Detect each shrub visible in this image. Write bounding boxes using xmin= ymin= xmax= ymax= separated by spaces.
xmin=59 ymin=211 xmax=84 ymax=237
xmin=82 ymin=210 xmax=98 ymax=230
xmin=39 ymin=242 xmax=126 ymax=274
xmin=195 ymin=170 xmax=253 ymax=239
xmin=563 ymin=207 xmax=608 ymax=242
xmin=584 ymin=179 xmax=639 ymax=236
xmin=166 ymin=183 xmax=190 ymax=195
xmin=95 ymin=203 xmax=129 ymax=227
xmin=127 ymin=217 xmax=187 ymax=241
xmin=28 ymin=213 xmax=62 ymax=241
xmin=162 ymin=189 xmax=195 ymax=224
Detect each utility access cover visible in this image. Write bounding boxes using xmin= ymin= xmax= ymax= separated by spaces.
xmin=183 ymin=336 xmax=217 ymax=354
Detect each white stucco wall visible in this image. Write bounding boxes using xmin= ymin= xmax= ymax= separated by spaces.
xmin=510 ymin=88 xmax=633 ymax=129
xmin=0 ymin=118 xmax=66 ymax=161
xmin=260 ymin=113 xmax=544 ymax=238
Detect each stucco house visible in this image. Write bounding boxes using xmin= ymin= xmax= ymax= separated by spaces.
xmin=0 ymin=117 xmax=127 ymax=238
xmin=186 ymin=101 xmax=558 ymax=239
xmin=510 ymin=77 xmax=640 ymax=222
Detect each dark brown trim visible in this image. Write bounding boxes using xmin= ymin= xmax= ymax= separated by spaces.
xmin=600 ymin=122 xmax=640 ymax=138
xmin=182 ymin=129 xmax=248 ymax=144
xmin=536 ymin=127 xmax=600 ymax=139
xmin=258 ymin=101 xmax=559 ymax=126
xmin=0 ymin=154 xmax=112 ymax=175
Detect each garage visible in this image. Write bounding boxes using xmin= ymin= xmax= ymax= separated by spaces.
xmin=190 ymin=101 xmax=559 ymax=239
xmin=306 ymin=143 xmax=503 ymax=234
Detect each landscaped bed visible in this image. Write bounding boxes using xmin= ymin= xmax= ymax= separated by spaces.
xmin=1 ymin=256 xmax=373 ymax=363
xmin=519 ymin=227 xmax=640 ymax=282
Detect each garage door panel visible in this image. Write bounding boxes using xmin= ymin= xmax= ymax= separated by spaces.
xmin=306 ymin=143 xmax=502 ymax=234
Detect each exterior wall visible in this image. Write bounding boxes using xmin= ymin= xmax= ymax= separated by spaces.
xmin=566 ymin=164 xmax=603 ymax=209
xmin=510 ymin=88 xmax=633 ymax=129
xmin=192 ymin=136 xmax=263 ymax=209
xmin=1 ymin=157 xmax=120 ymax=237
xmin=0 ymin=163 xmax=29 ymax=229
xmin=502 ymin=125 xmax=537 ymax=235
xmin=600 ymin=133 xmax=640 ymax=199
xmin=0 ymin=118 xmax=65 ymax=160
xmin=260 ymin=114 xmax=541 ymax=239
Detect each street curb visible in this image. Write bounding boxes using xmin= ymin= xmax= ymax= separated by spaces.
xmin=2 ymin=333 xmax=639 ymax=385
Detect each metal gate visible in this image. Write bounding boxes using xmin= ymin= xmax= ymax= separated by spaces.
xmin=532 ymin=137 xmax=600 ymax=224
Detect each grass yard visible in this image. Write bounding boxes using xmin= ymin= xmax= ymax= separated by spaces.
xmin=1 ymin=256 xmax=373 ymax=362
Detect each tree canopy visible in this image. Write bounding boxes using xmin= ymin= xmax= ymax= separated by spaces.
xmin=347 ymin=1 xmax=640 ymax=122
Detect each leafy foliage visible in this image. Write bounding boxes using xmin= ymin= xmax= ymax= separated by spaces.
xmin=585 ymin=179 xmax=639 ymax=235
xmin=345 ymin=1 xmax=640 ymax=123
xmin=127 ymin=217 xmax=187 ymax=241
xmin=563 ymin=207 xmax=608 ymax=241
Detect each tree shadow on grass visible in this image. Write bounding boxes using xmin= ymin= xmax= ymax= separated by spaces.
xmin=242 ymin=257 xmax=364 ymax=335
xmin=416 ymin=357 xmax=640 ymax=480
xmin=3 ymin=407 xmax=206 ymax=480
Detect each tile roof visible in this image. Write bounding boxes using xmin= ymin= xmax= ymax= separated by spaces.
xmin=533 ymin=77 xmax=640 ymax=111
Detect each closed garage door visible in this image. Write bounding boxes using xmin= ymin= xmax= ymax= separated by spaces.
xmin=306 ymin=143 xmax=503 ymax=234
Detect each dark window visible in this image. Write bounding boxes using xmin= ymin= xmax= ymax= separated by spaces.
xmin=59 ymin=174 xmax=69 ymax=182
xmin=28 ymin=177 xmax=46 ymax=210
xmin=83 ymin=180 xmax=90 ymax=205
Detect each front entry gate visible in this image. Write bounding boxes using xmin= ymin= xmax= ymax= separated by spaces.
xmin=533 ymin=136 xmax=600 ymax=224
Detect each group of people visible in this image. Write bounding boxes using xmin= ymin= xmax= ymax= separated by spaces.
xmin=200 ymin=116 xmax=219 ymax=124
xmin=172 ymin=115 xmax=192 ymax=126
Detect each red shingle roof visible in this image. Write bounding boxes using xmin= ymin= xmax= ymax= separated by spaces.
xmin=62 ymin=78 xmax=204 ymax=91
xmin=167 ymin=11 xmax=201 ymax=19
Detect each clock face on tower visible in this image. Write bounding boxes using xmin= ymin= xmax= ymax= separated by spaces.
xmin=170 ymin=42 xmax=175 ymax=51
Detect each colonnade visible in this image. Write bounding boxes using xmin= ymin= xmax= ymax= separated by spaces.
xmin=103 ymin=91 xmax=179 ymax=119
• • • • •
- **WORK REQUEST**
Line by line, reproduce the records above exactly.

- **RESULT**
Detect each shrub visible in this image. Write bounding boxes using xmin= ymin= xmax= ymax= separated by spaces.
xmin=59 ymin=211 xmax=84 ymax=237
xmin=82 ymin=210 xmax=98 ymax=230
xmin=39 ymin=242 xmax=126 ymax=274
xmin=195 ymin=170 xmax=253 ymax=239
xmin=563 ymin=207 xmax=608 ymax=242
xmin=584 ymin=179 xmax=639 ymax=236
xmin=166 ymin=183 xmax=190 ymax=195
xmin=95 ymin=203 xmax=129 ymax=227
xmin=127 ymin=217 xmax=187 ymax=241
xmin=28 ymin=213 xmax=62 ymax=241
xmin=162 ymin=189 xmax=195 ymax=224
Detect each utility access cover visible in this image. Write bounding boxes using xmin= ymin= xmax= ymax= separated by spaces.
xmin=183 ymin=336 xmax=217 ymax=354
Detect each white stucco wall visible in this image. Write bounding boxes using xmin= ymin= xmax= ymax= separated by spaces.
xmin=510 ymin=88 xmax=633 ymax=129
xmin=0 ymin=118 xmax=66 ymax=161
xmin=260 ymin=113 xmax=544 ymax=238
Detect each stucco house visible in this image. Write bounding boxes using xmin= ymin= xmax= ymax= separated by spaces.
xmin=0 ymin=117 xmax=127 ymax=238
xmin=186 ymin=101 xmax=558 ymax=239
xmin=510 ymin=77 xmax=640 ymax=222
Detect each dark brown trim visible in this image. Write bounding boxes using xmin= ymin= xmax= ymax= separated by spaces.
xmin=600 ymin=122 xmax=640 ymax=138
xmin=182 ymin=129 xmax=248 ymax=144
xmin=536 ymin=127 xmax=600 ymax=139
xmin=258 ymin=101 xmax=559 ymax=126
xmin=0 ymin=154 xmax=112 ymax=175
Detect each garage visible in this image. Write bounding boxes using xmin= ymin= xmax= ymax= separated by spaces.
xmin=190 ymin=101 xmax=559 ymax=239
xmin=306 ymin=143 xmax=503 ymax=234
Detect each landscaped bed visible in this image. Write bounding boxes using xmin= ymin= xmax= ymax= separated by spaces.
xmin=1 ymin=256 xmax=373 ymax=363
xmin=519 ymin=227 xmax=640 ymax=282
Detect each garage door panel visible in this image. Write bounding boxes using xmin= ymin= xmax= ymax= separated by spaces.
xmin=306 ymin=143 xmax=502 ymax=234
Detect each exterior wall visible in this image. Write bounding boxes using xmin= ymin= xmax= ymax= separated by spaces.
xmin=566 ymin=164 xmax=603 ymax=209
xmin=510 ymin=88 xmax=633 ymax=129
xmin=192 ymin=136 xmax=263 ymax=209
xmin=1 ymin=157 xmax=120 ymax=237
xmin=0 ymin=163 xmax=29 ymax=229
xmin=502 ymin=125 xmax=537 ymax=235
xmin=600 ymin=133 xmax=640 ymax=199
xmin=0 ymin=118 xmax=65 ymax=160
xmin=260 ymin=114 xmax=541 ymax=239
Detect each street curb visible in this image. Write bounding boxes using xmin= ymin= xmax= ymax= separated by spaces.
xmin=2 ymin=333 xmax=639 ymax=385
Detect each metal gate visible in this image. Write bounding boxes using xmin= ymin= xmax= ymax= separated by spaces.
xmin=532 ymin=137 xmax=600 ymax=224
Detect each grass yard visible in this image. Write bounding boxes using xmin= ymin= xmax= ymax= separated by spaces.
xmin=1 ymin=256 xmax=373 ymax=362
Detect each tree canopy visible in this image. Write bounding boxes using xmin= ymin= xmax= ymax= separated by spaces.
xmin=347 ymin=1 xmax=640 ymax=122
Detect each leafy foliage visible in this image. Write bounding boxes using xmin= ymin= xmax= ymax= separated by spaces.
xmin=585 ymin=179 xmax=639 ymax=235
xmin=345 ymin=1 xmax=640 ymax=123
xmin=127 ymin=217 xmax=187 ymax=241
xmin=563 ymin=207 xmax=608 ymax=241
Detect each tree shadow on grass visible in this image. Write bounding boxes using xmin= ymin= xmax= ymax= separated by spaces.
xmin=242 ymin=257 xmax=364 ymax=335
xmin=416 ymin=357 xmax=640 ymax=480
xmin=3 ymin=407 xmax=206 ymax=480
Detect each tile roof visible in this image. Write bounding boxes using xmin= ymin= xmax= ymax= separated by spaces.
xmin=533 ymin=77 xmax=640 ymax=111
Detect each closed garage door visible in this image. Write bounding boxes using xmin= ymin= xmax= ymax= separated by spaces.
xmin=306 ymin=143 xmax=503 ymax=234
Detect each dark window visible in this image. Write bounding boxes using xmin= ymin= xmax= ymax= separated by spaces.
xmin=59 ymin=174 xmax=69 ymax=182
xmin=28 ymin=177 xmax=46 ymax=210
xmin=83 ymin=180 xmax=90 ymax=205
Detect each front entry gate visible in this image. Write bounding boxes using xmin= ymin= xmax= ymax= separated by spaces.
xmin=533 ymin=136 xmax=600 ymax=224
Detect each group of people visible in this image. Write bounding boxes using xmin= ymin= xmax= ymax= separated by spaces.
xmin=200 ymin=116 xmax=219 ymax=124
xmin=172 ymin=115 xmax=192 ymax=126
Detect each red shingle roof visible in this image. Write bounding boxes using xmin= ymin= xmax= ymax= separated by spaces.
xmin=62 ymin=78 xmax=204 ymax=91
xmin=167 ymin=11 xmax=201 ymax=19
Detect each clock face on tower visible in this image. Write bounding boxes using xmin= ymin= xmax= ymax= separated by spaces.
xmin=170 ymin=42 xmax=175 ymax=51
Detect each colonnade visible in this image. Write bounding boxes using xmin= ymin= xmax= ymax= separated by spaces.
xmin=103 ymin=91 xmax=179 ymax=119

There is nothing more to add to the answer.